▶ **EXTRAIT**:
____

Sur la demande d'annulation de l'engagement de caution

Se prévalant de l'article L.650-1 alinéa 2 du code de commerce et de la possibilité d'invoquer les exceptions inhérentes à la dette, M. [Z] demande que soit prononcé l'annulation de son engagement de caution en raison de l'immixtion de la Caisse régionale de crédit agricole dans ses affaires personnelles, cette dernière selon lui ayant prélevé sur le compte de l'EURL GNVI et sans son autorisation des sommes destinées à créditer un compte personnel ouvert au nom de M. et Mme [Z] sur lequel étaient prélevées les échéances de remboursement d'un prêt immobilier. Il affirme que cette immixtion constitue une faute ayant eu pour conséquence d'accroître le débit en compte de l'EURL dans le seul intérêt de la banque, et qu'elle a privé l'EURL de la possibilité de régler certains créanciers et fournisseurs.

Il soutient que ces prélèvements sans autorisation s'élèvent à la somme de 15'996 € et que consécutivement à l'annulation de son engagement il doit être indemnisé du préjudice subi à hauteur de ce montant au titre d'un préjudice matériel et de la somme de 8'000 € au titre d'un préjudice pour violation de sa vie privée.

La Caisse régionale de crédit agricole soutient que M. [Z] doit être débouté de cette demande dans la mesure où il se prévaut d'une exception purement personnelle et non d'une exception inhérente à la dette, dans la mesure où la prétendue ingérence a pour but de protéger le débiteur en sa personne.

A tout le moins elle considère n'avoir commis aucune immixtion et n'avoir réalisé des virements à destination du compte joint personnel que sur demande de M. [Z], ce dernier n'ayant pas contrepassé les virements ou contesté ces mouvements dans le délai prévu par l'article L'.133-24 du code monétaire et financier.

Aux termes de l'article L650-1 du code de commerce, lorsqu'une procédure de sauvegarde, de redressement judiciaire ou de liquidation judiciaire est ouverte, les créanciers ne peuvent être tenus pour responsables des préjudices subis du fait des concours consentis, sauf les cas de fraude, d'immixtion caractérisée dans la gestion du débiteur ou si les garanties prises en contrepartie de ces concours sont disproportionnées à ceux-ci.

____

▶ **CONSIGNE**: Selon l'article L650-1 du code de commerce cité dans l'extrait, dans quels cas les créanciers peuvent-ils être tenus pour responsables des préjudices subis du fait des concours consentis ? Donnez-les tous. Les lignes ci-dessous viennent d'une autre source.

▶ **LIGNES FOURNIES**:
____

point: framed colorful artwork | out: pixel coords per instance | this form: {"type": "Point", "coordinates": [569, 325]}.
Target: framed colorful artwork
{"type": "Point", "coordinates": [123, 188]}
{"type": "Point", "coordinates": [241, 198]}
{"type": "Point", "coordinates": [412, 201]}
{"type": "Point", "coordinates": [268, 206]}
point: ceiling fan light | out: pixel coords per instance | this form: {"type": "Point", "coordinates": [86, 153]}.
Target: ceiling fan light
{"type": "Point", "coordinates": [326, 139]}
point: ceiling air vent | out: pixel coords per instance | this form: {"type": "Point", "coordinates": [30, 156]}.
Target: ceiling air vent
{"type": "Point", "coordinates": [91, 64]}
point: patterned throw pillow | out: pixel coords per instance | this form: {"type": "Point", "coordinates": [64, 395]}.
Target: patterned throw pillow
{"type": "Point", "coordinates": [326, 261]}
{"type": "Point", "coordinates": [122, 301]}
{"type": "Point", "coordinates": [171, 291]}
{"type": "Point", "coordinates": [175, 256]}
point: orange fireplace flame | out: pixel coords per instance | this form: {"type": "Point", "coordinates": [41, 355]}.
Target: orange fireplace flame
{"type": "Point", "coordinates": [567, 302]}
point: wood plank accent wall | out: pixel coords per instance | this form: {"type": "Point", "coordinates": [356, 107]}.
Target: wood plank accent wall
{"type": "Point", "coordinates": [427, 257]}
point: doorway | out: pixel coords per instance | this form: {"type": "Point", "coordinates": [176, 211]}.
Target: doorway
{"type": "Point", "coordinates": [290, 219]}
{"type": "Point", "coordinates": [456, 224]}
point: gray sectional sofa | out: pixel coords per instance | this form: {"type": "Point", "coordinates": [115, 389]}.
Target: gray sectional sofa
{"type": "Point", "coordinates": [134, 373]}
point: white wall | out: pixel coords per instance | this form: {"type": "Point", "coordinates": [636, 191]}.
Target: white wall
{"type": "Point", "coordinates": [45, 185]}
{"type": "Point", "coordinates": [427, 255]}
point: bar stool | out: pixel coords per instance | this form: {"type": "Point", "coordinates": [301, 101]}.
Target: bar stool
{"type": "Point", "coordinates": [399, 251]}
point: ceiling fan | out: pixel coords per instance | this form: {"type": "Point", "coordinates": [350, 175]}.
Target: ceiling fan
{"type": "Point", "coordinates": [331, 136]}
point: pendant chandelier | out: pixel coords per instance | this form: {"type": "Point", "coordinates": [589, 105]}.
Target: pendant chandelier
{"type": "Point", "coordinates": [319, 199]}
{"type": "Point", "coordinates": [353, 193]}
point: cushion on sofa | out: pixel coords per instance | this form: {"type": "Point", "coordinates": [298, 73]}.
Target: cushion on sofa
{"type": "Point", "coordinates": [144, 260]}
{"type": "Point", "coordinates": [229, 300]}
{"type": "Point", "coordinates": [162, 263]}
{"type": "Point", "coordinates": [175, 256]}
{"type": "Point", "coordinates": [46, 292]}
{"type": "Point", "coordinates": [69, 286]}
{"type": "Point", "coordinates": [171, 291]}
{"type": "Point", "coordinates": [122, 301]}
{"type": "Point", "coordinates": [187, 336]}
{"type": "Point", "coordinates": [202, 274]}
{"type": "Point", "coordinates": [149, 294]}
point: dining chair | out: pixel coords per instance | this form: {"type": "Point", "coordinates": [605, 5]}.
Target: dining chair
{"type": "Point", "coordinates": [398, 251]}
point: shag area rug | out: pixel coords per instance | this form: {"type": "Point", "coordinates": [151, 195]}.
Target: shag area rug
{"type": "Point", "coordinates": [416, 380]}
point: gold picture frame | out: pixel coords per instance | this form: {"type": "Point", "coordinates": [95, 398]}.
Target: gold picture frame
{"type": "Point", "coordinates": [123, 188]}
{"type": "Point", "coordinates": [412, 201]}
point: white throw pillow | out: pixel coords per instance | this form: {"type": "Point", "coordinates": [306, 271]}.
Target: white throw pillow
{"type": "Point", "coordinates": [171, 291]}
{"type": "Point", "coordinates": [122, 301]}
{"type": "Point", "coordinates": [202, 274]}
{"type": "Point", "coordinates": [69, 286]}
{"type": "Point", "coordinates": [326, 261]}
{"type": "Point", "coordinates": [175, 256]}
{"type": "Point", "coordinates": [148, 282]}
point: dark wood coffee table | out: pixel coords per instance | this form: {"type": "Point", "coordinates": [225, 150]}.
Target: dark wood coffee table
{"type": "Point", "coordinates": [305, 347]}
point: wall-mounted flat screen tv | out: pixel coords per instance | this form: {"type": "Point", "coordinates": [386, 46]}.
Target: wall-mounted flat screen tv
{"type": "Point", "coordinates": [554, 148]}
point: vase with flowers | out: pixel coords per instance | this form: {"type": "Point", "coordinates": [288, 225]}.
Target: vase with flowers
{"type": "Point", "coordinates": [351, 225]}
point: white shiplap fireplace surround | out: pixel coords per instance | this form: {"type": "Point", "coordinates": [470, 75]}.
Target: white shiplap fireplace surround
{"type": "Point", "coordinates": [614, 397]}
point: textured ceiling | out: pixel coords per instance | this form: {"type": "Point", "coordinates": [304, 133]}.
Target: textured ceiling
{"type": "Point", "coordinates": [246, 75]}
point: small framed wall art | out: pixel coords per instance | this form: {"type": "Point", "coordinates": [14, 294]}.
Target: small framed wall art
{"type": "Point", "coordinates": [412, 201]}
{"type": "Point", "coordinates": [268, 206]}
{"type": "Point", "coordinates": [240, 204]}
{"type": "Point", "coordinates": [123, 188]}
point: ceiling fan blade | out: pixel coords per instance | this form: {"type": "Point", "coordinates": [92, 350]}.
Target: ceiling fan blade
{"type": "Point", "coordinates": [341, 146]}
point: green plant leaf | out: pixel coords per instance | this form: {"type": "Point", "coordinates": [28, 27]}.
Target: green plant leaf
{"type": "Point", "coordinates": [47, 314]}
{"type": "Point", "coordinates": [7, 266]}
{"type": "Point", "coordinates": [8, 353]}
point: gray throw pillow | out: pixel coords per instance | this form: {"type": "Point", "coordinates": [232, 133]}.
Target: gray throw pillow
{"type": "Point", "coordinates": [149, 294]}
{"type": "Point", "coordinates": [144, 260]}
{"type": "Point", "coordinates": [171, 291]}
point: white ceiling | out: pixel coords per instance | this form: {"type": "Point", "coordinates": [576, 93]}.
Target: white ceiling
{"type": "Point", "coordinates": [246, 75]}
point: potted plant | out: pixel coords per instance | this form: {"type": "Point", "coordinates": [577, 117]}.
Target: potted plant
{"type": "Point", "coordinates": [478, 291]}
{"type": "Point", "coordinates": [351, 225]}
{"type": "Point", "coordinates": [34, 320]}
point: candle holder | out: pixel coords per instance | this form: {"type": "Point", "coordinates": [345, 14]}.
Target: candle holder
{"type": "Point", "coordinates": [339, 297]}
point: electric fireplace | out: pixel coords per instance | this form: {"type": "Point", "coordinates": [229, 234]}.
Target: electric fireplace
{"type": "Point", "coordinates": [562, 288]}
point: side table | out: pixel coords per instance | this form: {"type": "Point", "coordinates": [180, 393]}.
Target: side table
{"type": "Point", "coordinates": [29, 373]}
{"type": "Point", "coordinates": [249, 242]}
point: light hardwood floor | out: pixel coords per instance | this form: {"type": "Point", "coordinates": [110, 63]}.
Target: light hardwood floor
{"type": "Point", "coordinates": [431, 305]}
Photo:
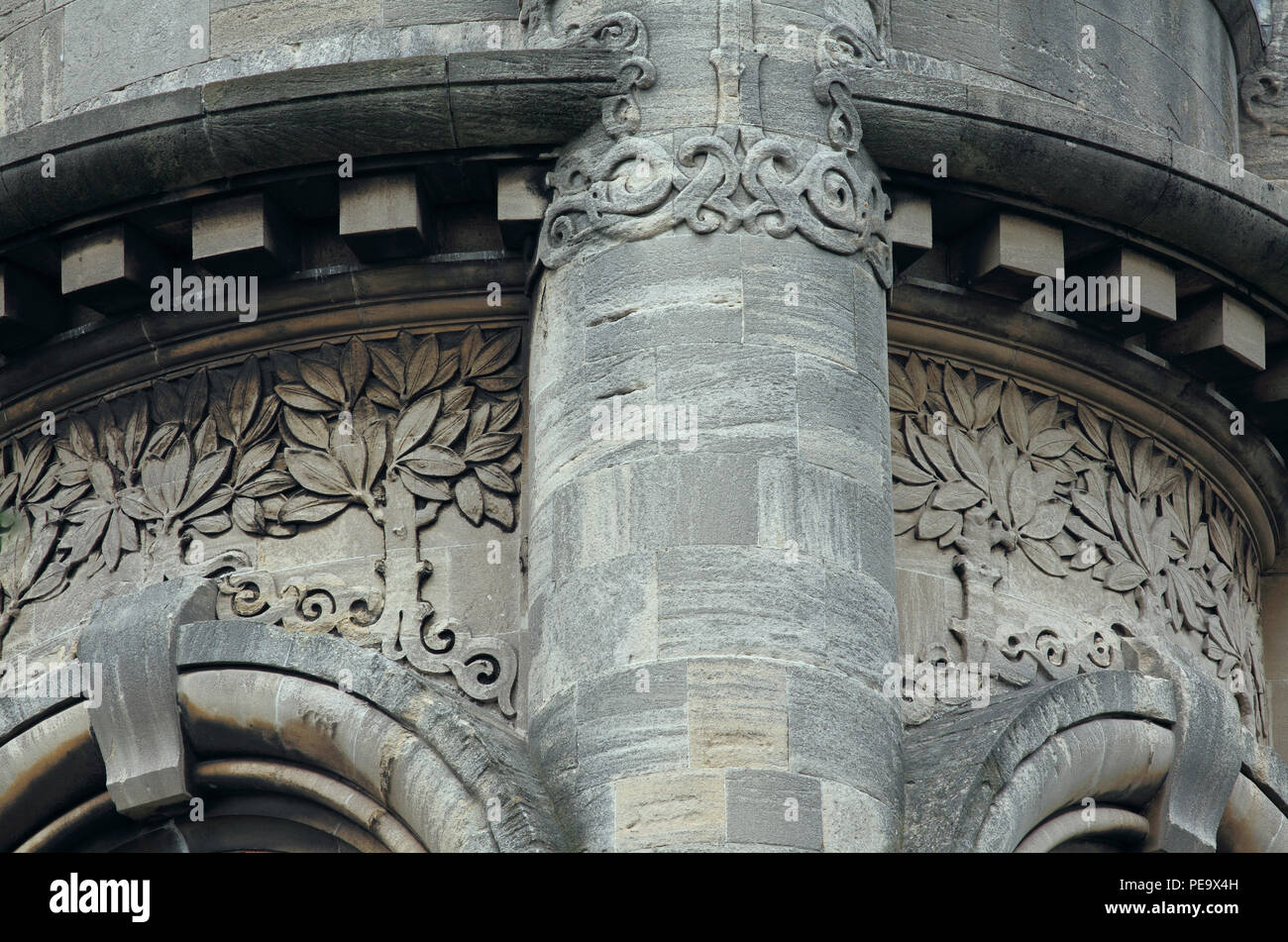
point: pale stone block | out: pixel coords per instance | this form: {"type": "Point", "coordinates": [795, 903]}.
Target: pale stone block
{"type": "Point", "coordinates": [737, 714]}
{"type": "Point", "coordinates": [110, 44]}
{"type": "Point", "coordinates": [774, 808]}
{"type": "Point", "coordinates": [812, 508]}
{"type": "Point", "coordinates": [823, 710]}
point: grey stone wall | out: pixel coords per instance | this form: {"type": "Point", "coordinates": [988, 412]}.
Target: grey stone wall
{"type": "Point", "coordinates": [62, 56]}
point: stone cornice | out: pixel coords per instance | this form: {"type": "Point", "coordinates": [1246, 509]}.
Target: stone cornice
{"type": "Point", "coordinates": [211, 133]}
{"type": "Point", "coordinates": [1083, 163]}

____

▶ **RÉPONSE**:
- la fraude
- l'immixtion caractérisée dans la gestion du débiteur
- des garanties prises en contrepartie de ces concours qui sont disproportionnées à ceux-ci